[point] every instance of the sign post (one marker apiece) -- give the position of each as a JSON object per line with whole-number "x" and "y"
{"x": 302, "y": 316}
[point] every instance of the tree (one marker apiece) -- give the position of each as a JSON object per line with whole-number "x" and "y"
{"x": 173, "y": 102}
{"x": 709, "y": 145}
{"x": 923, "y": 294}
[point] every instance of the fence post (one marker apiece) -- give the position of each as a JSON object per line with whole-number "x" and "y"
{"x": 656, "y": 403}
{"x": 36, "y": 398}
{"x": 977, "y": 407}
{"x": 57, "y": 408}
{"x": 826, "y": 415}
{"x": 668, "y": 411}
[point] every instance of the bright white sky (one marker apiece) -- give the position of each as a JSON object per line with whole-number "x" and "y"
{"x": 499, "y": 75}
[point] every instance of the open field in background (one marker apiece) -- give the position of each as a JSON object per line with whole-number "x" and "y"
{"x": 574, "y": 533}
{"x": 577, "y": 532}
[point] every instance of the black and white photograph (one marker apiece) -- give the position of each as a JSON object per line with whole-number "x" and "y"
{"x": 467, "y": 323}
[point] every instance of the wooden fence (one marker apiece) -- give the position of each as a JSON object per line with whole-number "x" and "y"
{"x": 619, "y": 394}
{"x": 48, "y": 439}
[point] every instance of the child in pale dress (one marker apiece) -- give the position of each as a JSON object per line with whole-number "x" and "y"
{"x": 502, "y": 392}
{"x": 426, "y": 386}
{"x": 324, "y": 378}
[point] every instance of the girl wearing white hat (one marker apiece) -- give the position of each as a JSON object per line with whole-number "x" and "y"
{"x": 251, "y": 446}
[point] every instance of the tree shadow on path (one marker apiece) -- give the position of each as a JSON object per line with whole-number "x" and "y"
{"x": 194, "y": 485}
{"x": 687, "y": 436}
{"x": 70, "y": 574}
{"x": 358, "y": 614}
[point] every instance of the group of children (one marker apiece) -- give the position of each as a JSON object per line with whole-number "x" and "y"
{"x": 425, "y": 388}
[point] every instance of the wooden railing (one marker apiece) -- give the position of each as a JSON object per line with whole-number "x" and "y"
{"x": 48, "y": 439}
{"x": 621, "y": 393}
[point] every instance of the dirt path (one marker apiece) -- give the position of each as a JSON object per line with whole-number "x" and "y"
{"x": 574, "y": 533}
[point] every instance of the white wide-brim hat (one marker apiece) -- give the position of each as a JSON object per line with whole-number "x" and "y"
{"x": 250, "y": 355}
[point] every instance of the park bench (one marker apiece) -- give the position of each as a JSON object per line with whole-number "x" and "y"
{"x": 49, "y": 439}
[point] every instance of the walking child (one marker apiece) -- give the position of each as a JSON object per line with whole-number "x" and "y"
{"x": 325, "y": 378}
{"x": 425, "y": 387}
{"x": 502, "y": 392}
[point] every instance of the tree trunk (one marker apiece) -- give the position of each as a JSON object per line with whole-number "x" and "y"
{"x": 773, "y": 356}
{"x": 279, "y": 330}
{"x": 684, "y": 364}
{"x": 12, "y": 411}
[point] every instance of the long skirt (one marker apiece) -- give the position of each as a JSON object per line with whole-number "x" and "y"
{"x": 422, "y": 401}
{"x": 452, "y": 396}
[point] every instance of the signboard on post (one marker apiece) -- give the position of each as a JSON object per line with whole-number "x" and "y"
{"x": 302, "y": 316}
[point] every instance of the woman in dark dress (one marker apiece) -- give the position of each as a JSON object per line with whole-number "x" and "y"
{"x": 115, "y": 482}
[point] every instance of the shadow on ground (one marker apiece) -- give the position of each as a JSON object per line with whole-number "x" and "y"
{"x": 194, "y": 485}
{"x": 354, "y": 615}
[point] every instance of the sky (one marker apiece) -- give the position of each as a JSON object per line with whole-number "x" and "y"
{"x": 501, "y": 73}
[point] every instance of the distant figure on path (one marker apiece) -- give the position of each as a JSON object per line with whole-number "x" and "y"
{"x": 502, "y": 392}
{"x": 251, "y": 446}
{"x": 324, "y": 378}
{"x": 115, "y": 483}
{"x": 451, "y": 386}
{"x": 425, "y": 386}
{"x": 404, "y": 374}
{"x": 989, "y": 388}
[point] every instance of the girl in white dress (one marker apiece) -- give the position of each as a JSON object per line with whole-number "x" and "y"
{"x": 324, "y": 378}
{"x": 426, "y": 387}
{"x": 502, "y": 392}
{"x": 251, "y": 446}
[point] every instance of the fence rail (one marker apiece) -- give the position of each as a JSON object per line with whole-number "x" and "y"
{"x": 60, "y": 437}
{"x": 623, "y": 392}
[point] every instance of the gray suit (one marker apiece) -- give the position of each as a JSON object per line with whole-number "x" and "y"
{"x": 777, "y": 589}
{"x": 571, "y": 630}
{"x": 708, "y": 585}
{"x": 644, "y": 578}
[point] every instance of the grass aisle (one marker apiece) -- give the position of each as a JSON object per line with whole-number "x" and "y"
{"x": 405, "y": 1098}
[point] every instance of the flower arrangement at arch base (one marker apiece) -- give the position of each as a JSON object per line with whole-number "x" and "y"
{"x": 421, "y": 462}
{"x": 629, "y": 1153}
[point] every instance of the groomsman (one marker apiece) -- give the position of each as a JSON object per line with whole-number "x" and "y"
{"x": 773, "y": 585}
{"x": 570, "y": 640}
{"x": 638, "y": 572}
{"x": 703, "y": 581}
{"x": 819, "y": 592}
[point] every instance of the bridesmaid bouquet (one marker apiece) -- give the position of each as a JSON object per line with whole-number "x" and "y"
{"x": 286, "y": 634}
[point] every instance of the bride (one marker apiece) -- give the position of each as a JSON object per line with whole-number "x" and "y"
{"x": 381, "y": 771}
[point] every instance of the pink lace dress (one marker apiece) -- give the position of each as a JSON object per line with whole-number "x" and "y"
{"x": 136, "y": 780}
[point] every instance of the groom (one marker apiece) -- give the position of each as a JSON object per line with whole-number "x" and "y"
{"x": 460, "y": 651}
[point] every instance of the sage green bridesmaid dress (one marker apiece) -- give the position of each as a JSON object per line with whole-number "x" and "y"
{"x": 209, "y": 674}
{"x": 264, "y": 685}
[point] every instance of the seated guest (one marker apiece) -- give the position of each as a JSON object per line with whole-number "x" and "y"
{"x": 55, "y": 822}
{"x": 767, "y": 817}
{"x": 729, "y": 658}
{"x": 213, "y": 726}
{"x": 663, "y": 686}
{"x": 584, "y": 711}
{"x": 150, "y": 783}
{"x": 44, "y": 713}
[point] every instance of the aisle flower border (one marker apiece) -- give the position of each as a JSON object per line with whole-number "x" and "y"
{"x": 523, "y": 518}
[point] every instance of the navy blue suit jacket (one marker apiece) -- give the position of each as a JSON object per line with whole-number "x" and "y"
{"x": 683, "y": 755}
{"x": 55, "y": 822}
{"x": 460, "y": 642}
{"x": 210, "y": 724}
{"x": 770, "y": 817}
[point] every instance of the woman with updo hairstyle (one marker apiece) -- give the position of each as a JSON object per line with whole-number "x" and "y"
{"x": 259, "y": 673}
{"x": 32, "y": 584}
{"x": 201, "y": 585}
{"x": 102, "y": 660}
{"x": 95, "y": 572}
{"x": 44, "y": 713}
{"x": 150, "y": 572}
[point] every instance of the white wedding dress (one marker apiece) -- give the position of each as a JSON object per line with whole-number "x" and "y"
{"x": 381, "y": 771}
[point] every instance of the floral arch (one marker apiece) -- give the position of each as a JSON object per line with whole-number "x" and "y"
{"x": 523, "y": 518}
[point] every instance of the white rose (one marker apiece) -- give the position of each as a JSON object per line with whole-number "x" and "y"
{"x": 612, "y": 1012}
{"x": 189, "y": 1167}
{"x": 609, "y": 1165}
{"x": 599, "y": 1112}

_ _ _ _ _ _ _

▶ **WHAT YOU HAVE TO DO**
Reproduce every line from the one containing "[point] every instance of the aisle" down to the end of the data, both ends included. Multiply each x and y coordinate value by 0.35 and round to the nearest whole number, with halves rounded up, leaving all other text unchanged.

▶ **FINISHED EXERCISE**
[point] every instance of the aisle flower border (one marker apiece) -- give the position of each as a JSON object per line with whole-number "x" and "y"
{"x": 183, "y": 181}
[point] every instance of the navy blue suit jacket (one marker apiece) -- give the position of each as a JSON object per line with whole-number "x" and "y"
{"x": 239, "y": 264}
{"x": 19, "y": 288}
{"x": 161, "y": 225}
{"x": 74, "y": 253}
{"x": 270, "y": 286}
[point] every instance of the woman with updo hairstyle (one marker apiece) -- give the position of each as a JSON object per line with whole-number "x" and "y"
{"x": 91, "y": 236}
{"x": 11, "y": 204}
{"x": 70, "y": 205}
{"x": 36, "y": 231}
{"x": 33, "y": 200}
{"x": 15, "y": 250}
{"x": 53, "y": 200}
[point] every instance of the white wedding dress (one marker apiece) -- give the position of each as a JSON object per line with whole-number "x" and "y"
{"x": 133, "y": 270}
[point] every instance of the floral arch (one marker apiece) -- give the position of each as a JSON object per line with whole-number "x" and "y"
{"x": 183, "y": 181}
[point] every instance of the white rose (one marker apiece) -- give the position of each as a JSON object per line with whole-number "x" and "y"
{"x": 214, "y": 354}
{"x": 66, "y": 408}
{"x": 213, "y": 408}
{"x": 210, "y": 389}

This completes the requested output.